>>>>

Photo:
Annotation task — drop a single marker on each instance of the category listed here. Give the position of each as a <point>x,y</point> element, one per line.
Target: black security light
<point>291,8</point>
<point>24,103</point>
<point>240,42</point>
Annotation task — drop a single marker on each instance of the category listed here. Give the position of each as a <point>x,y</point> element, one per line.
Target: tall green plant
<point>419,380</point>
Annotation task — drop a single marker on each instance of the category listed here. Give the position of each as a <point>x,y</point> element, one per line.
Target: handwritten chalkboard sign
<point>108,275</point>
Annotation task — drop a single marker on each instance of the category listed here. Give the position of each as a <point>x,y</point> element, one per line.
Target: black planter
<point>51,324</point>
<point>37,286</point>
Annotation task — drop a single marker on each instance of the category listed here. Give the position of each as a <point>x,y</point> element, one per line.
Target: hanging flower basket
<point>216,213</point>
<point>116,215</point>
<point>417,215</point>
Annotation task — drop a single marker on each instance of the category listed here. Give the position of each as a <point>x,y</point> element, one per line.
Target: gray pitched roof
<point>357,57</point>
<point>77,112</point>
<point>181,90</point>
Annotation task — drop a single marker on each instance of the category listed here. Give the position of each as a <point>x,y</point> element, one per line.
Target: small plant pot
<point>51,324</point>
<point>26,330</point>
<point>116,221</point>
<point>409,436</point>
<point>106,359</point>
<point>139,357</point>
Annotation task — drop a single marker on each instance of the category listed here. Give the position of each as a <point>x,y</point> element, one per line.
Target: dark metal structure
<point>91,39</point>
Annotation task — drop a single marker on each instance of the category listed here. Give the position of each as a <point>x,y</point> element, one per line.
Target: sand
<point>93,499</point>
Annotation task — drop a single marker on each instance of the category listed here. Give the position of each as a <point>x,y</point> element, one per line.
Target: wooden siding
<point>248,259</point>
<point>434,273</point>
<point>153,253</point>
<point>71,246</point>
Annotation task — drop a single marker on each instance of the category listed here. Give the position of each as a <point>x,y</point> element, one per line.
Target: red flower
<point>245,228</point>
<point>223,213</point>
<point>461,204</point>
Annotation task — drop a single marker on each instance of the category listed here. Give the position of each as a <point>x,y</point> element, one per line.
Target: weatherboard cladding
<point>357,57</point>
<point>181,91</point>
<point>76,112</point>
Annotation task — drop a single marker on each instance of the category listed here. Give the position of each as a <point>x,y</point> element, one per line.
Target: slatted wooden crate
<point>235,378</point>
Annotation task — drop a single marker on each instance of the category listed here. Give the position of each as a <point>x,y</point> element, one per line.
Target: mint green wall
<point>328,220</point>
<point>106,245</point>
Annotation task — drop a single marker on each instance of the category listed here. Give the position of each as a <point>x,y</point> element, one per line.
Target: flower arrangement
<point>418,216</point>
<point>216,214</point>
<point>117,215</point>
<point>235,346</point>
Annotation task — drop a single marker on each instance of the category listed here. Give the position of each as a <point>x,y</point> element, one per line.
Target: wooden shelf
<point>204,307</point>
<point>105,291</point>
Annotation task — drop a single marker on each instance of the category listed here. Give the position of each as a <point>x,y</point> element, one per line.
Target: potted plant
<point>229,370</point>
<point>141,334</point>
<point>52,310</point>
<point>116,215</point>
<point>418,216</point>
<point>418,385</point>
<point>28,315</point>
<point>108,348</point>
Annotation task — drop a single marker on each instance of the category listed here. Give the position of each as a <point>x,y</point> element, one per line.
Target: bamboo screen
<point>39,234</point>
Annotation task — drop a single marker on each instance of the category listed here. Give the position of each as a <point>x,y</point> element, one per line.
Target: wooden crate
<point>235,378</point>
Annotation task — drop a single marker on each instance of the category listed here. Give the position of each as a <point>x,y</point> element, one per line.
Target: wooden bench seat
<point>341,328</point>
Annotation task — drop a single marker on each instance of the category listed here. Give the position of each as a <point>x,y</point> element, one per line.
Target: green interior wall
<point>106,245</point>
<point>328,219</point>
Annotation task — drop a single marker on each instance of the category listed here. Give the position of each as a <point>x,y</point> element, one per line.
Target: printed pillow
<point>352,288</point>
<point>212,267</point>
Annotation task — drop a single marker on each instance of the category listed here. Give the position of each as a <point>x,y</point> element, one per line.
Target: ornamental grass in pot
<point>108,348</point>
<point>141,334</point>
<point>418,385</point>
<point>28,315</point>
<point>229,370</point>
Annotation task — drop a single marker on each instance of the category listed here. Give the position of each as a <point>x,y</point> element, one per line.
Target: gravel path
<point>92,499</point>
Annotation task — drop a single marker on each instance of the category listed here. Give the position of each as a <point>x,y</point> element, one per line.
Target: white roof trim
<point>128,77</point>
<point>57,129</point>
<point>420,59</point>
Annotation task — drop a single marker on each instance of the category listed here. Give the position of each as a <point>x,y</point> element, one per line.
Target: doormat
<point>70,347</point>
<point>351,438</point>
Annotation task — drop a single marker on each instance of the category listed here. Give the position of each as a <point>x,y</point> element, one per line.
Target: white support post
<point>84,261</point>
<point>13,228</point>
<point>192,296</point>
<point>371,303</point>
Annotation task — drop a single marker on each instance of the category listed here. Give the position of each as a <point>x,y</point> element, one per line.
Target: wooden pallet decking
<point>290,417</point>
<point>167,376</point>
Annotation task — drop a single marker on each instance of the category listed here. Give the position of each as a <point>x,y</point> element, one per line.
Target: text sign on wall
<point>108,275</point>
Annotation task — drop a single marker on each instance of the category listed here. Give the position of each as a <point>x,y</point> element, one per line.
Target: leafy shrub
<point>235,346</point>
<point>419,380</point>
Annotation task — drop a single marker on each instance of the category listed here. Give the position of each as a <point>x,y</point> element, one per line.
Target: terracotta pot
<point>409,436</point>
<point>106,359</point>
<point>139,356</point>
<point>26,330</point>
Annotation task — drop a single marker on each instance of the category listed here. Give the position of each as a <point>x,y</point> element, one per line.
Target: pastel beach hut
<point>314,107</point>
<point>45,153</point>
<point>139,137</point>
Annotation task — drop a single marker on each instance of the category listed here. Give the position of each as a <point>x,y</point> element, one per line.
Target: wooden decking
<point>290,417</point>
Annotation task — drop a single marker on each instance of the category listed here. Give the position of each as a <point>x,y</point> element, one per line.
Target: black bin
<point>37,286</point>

<<<<

§ **Directions**: Each line of the data has to be written out exactly as it appears.

§ **Exercise output**:
Photo:
Annotation task — drop a single marker on each instance of the category listed here. Give the position of each as a <point>x,y</point> element, one per line.
Target: black security light
<point>291,8</point>
<point>24,103</point>
<point>240,42</point>
Annotation task — drop a single marker on each instance of the category listed here. Give the position of each as a <point>x,y</point> element, one per line.
Target: tall green plant
<point>419,380</point>
Annotation task — drop a single marker on each instance of the category listed here. Give the position of each as a <point>x,y</point> element, one per line.
Target: handwritten chalkboard sign
<point>108,275</point>
Annotation task — drop a single marker on each instance of the category listed here. Give the position of each as a <point>x,y</point> element, one per line.
Target: black planter
<point>51,324</point>
<point>37,286</point>
Annotation task — drop a single marker on each instance of the category listed here. Give the position of each as a <point>x,y</point> element, one per line.
Target: hanging flower basket
<point>216,213</point>
<point>116,215</point>
<point>417,215</point>
Annotation task — drop a single marker on each instance of the category listed here. Give the position of each as a <point>x,y</point> element, one per line.
Target: gray pitched roof
<point>357,57</point>
<point>77,112</point>
<point>181,90</point>
Annotation task — drop a single marker on each instance of the category listed here. Give the position of each as a <point>x,y</point> element, one per line.
Target: small plant pot
<point>51,324</point>
<point>26,330</point>
<point>116,221</point>
<point>409,436</point>
<point>106,359</point>
<point>139,357</point>
Annotation task — drop a single marker on each instance of the category listed here. Give the position of each as a <point>x,y</point> element, one per line.
Target: dark metal structure
<point>91,39</point>
Annotation task — drop a single marker on each instance of the category listed here. Give the position of each as a <point>x,y</point> element, one per line.
Target: sand
<point>93,499</point>
Annotation task — drop a single marker on each instance of the category listed here. Give the position of each as a <point>x,y</point> element, one per line.
Target: wooden siding
<point>248,259</point>
<point>434,273</point>
<point>153,253</point>
<point>71,246</point>
Annotation task — drop a single marker on each instance of the category listed here. Give the position of each as a <point>x,y</point> element, one per line.
Target: red flower
<point>245,228</point>
<point>223,213</point>
<point>461,204</point>
Annotation task — drop a single marker on each instance of the category listed here. Give the position of each as a <point>x,y</point> element, one per line.
Target: weatherboard cladding
<point>357,57</point>
<point>181,91</point>
<point>76,112</point>
Annotation task — drop a single marker on each instance of the category listed here. Give the position of each as a <point>x,y</point> element, one per line.
Target: slatted wooden crate
<point>235,378</point>
Annotation task — drop a single marker on each instance of the category listed here. Give the position of each as a <point>x,y</point> element, one per line.
Target: mint green wall
<point>328,220</point>
<point>106,245</point>
Annotation task — drop a single marker on each instance of the category listed here. Give the position of each as a <point>x,y</point> element, one per line.
Target: flower arrangement
<point>418,216</point>
<point>216,214</point>
<point>117,215</point>
<point>235,346</point>
Annotation task — drop a single marker on each instance of the category listed here. Give the position of each as a <point>x,y</point> element, one per line.
Target: wooden shelf
<point>204,307</point>
<point>105,291</point>
Annotation task — drop a single marker on each instance of the category listed here. Give the position of each as a <point>x,y</point> element, one per line.
Target: potted plant
<point>229,370</point>
<point>141,334</point>
<point>52,310</point>
<point>116,215</point>
<point>418,216</point>
<point>418,385</point>
<point>28,315</point>
<point>108,348</point>
Annotation task — drop a single marker on each instance of the category listed here. Give the position of each as a <point>x,y</point> element, one per line.
Target: bamboo screen
<point>39,234</point>
Annotation task — drop a single marker on each instance of the category listed here. Give the position of each as a <point>x,y</point> element, one per line.
Target: wooden crate
<point>235,378</point>
Annotation task — drop a single marker on each instance of the category listed here. Give the position of each as a <point>x,y</point> element, one per line.
Target: wooden bench seat
<point>341,328</point>
Annotation task — drop a single marker on each instance of the category listed here. Give the position of each as a <point>x,y</point> element, one per line.
Target: green interior wall
<point>106,245</point>
<point>328,219</point>
Annotation task — drop a single marker on each instance of the category listed here. Give the position of each as a <point>x,y</point> element, one per line.
Target: printed pillow
<point>352,288</point>
<point>212,267</point>
Annotation task — drop a single marker on each instance of the category listed here. Give the position of each as a <point>x,y</point> element, one per line.
Target: ornamental grass in pot
<point>108,348</point>
<point>141,334</point>
<point>418,385</point>
<point>28,315</point>
<point>229,370</point>
Annotation task — drop a single marker on each instance of the category listed here. Give the position of each as a <point>x,y</point> element, one per line.
Target: gravel path
<point>92,499</point>
Annotation task — drop a single marker on each instance of the category listed here. Give the position of each as a <point>x,y</point> element, one per line.
Target: white roof trim
<point>128,77</point>
<point>57,129</point>
<point>420,59</point>
Annotation task — drop a single marker on each instance of the category listed here. Give the position of each as a <point>x,y</point> element, one per line.
Target: doormat
<point>70,347</point>
<point>351,438</point>
Annotation task — drop a single marker on each instance of the category listed here. Give the position of each as a <point>x,y</point> element, one per line.
Target: white support post
<point>84,261</point>
<point>13,228</point>
<point>192,296</point>
<point>371,303</point>
Annotation task — drop a single marker on each instance of the category listed here. Give the position of each as a <point>x,y</point> element, one per line.
Target: wooden pallet decking
<point>290,417</point>
<point>167,376</point>
Annotation task — drop a single marker on each instance of the category listed here. Give the position of each as a <point>x,y</point> element, one per line.
Target: text sign on wall
<point>108,275</point>
Annotation task — drop a single marker on each instance of the category listed here. Give the position of each as a <point>x,y</point> element, one per line.
Target: leafy shrub
<point>235,346</point>
<point>419,380</point>
Annotation task — drop a single marker on each instance of the category listed here. Give the position of each as a <point>x,y</point> element, one per line.
Target: terracotta pot
<point>409,436</point>
<point>106,359</point>
<point>139,356</point>
<point>26,330</point>
Annotation task — drop a single marker on each instance of the category listed here. Give the position of each as a <point>x,y</point> element, one per line.
Target: pastel beach hut
<point>314,107</point>
<point>45,153</point>
<point>139,137</point>
Annotation task — drop a single marker on each instance of the category listed here. Give the position of each as a <point>x,y</point> element, one per line.
Target: wooden decking
<point>290,417</point>
Annotation task — drop a single marker on each instance of the category listed here. Give the position of each as a <point>x,y</point> element, one per line.
Target: black bin
<point>37,286</point>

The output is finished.